====== Text shown

Blog / Engineering

An Introduction to Data Formats in ClickHouse

author avatar
Denys Golotiuk
Jan 24, 2023

data-formats.png

Introduction

Users new to ClickHouse are often surprised by the number of supported data formats, but sometimes need help identifying the best and easiest way to load their data. Since we believe loading data into your favorite OSS database should be as easy as possible, we have recently enhanced our docs to include examples for the most popular formats. This also includes some useful hints and tricks for more experienced users.

This post provides a brief overview of ClickHouse's extensive support for different formats and how to load your local files.

Importing and exporting data

ClickHouse supports most of the known text and binary data formats. This allows easy integration into almost any working data pipeline to leverage the benefits of ClickHouse.

Standard text formats

CSV is one of the most popular formats to store data due to its simplicity. Importing and exporting CSV data is easy with the CSV format:

clickhouse-client -q "INSERT INTO some_table FORMAT CSV" < data.csv

In many cases, CSV files are broken, poorly encoded, and have custom delimiters or even line separators. ClickHouse provides ways to handle any of these cases.

To process CSVs with custom delimiters (; in our example), we have to set the following option:

SET format_csv_delimiter = ';';

Importing data from broken or custom CSV files

In cases where the CSV file is encoded in a non-standard way or just invalid, we can use the CustomSeparated format to customize escaping rules and delimiters:

SET format_custom_field_delimiter = '|';
SET format_custom_row_between_delimiter = ';';
SET format_custom_escaping_rule = 'JSON';

Here, we've used the JSON escaping rule, | as a custom value delimiter, and ; as the line separator. After the settings are changed, we can continue with our import:

INSERT INTO some_table FROM INFILE 'custom.csv' FORMAT CustomSeparated

Another popular text data format is Tab Separated Values (TSV), which ClickHouse also supports with the TabSeparated format:

clickhouse-client -q "INSERT INTO some_table FORMAT TabSeparated" < 
data.tsv

Explore more of ClickHouse's capabilities for working with the family of CSV formats in our docs, including rows skipping, controlling Null values, automatic decompression, and more.

JSON data

ClickHouse can work with almost any JSON data, be that an array of values, an object of objects, or separate JSON objects.

For example, a logging app can write logs as a JSON object per line (known as NDJson). This case can be addressed using the JSONEachRow format in ClickHouse:

clickhouse-client - q "INSERT INTO sometable FORMAT JSONEachRow" < 
access.log

Explore how JSON data of different forms can be loaded to ClickHouse as well as exported. It is worth mentioning that ClickHouse also supports the BSON format used by MongoDB.

============

Condense the paragraph in the ClickHouse data formats article that begins "Users new to ClickHouse" into a shorter version that keeps its main facts.

====== Material

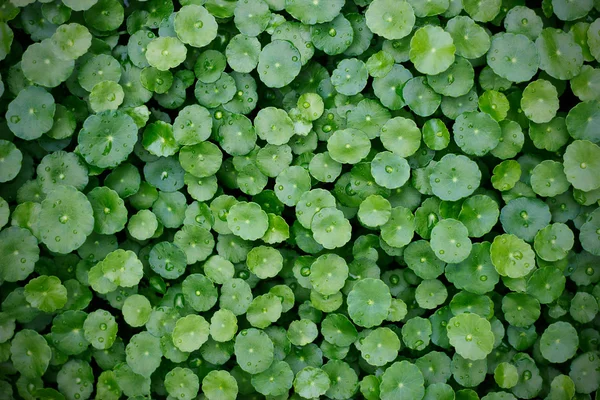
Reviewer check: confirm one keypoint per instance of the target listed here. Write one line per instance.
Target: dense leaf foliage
(299, 199)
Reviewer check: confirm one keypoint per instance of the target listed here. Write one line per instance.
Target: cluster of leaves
(298, 199)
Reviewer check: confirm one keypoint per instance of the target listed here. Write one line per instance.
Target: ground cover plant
(299, 199)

============

# Exercise answer:
New ClickHouse users are often surprised by how many data formats it supports, but they sometimes need help finding the best and easiest way to load their data. To make loading as easy as possible, the docs were recently expanded with examples for the most popular formats. They also include hints and tricks for more experienced users.